◆ Aim
Update the entries that begin with the line containing "Find the white shorts;" and continue through the end, swapping "drop a point on each instance" for "mark every instance" and leaving all else intact. Return only those lines.

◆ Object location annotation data
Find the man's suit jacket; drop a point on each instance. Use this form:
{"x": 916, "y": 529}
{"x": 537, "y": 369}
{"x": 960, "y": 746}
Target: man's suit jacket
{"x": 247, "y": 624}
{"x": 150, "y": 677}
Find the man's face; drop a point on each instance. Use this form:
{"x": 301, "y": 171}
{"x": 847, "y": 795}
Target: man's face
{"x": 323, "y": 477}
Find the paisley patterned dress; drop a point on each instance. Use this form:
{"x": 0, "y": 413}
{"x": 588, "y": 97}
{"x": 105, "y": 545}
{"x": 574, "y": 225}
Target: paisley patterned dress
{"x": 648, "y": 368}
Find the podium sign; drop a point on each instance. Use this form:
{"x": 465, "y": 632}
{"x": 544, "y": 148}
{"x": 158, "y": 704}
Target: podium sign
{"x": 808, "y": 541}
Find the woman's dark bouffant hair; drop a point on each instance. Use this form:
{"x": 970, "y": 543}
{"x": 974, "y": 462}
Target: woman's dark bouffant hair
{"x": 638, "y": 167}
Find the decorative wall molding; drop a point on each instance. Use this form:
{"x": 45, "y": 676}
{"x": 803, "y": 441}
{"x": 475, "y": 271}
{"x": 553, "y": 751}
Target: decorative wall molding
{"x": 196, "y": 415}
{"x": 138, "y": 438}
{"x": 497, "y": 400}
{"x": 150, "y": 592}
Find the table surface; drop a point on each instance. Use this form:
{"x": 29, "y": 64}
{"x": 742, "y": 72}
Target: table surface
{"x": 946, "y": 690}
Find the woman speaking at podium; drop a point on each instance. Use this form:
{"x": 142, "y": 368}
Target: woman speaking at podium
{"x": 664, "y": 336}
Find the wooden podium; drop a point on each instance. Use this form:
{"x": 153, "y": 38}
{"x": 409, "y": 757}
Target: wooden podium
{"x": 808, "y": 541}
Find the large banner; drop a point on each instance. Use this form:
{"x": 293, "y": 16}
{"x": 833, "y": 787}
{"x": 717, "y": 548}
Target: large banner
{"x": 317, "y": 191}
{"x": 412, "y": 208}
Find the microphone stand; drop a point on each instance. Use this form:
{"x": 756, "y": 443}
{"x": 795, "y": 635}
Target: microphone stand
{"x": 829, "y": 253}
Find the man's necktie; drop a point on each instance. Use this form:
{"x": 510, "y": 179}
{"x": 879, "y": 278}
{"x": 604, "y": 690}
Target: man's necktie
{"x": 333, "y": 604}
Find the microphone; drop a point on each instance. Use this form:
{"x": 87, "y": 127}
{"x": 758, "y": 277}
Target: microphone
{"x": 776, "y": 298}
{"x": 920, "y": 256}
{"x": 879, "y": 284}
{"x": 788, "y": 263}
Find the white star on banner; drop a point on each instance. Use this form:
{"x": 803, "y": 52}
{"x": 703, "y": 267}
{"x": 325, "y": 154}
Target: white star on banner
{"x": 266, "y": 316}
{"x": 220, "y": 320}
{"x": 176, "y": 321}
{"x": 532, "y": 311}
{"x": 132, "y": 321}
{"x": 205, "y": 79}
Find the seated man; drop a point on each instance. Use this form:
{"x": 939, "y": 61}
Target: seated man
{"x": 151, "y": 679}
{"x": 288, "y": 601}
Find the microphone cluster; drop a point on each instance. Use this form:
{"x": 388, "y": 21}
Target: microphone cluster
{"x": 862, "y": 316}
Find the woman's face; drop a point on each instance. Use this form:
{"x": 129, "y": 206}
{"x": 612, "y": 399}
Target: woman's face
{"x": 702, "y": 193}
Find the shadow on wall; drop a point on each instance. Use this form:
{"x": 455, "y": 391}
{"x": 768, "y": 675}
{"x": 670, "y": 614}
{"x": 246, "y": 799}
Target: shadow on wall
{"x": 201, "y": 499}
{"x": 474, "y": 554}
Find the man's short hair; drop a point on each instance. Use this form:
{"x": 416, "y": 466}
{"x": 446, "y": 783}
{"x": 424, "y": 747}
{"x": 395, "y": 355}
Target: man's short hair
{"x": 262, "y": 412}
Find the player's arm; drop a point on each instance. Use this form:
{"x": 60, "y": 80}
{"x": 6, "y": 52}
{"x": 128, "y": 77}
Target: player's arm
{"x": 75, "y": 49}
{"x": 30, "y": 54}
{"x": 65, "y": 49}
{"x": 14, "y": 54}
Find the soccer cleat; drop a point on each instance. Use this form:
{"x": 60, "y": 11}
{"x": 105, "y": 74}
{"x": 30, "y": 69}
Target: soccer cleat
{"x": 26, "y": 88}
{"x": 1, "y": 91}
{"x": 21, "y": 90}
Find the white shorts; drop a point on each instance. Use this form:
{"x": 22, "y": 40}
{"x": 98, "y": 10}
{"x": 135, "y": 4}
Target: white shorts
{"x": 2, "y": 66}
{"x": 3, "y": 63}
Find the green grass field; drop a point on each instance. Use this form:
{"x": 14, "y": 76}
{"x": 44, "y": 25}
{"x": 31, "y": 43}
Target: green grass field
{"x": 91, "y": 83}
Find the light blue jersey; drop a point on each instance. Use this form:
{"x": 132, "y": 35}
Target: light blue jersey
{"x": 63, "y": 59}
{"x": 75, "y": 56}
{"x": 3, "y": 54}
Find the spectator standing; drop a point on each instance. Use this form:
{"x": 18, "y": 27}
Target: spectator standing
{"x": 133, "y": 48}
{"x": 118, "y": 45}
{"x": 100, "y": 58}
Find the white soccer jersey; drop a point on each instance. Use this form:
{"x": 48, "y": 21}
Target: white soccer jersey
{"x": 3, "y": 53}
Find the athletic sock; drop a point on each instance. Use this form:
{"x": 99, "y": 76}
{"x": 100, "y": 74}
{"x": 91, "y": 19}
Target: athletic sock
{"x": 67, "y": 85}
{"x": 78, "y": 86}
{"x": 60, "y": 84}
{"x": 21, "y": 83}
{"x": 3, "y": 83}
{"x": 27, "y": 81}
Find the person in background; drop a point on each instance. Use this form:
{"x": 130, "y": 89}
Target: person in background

◆ Exercise response
Find the white shorts; mark every instance. Use this form:
{"x": 22, "y": 40}
{"x": 98, "y": 10}
{"x": 135, "y": 4}
Target: white shorts
{"x": 2, "y": 66}
{"x": 3, "y": 63}
Find the green grass field; mark every instance. Use this form:
{"x": 14, "y": 76}
{"x": 44, "y": 25}
{"x": 31, "y": 43}
Target: green grass field
{"x": 91, "y": 83}
Find the light blue jersey; mark every instance. Use this form:
{"x": 132, "y": 35}
Target: light blue jersey
{"x": 63, "y": 59}
{"x": 75, "y": 56}
{"x": 3, "y": 54}
Find the spectator standing; mark every instance. Use this form:
{"x": 18, "y": 27}
Target: spectator standing
{"x": 133, "y": 48}
{"x": 118, "y": 45}
{"x": 100, "y": 58}
Find the white soccer jersey; mark every instance. Use this form:
{"x": 48, "y": 21}
Target: white soccer jersey
{"x": 3, "y": 53}
Find the athletic sock; mark every instance. Use this form:
{"x": 99, "y": 76}
{"x": 100, "y": 74}
{"x": 91, "y": 19}
Target: athletic sock
{"x": 67, "y": 85}
{"x": 78, "y": 86}
{"x": 60, "y": 84}
{"x": 21, "y": 83}
{"x": 3, "y": 83}
{"x": 27, "y": 81}
Find the person in background; mark every instance. Use this form:
{"x": 130, "y": 89}
Target: person in background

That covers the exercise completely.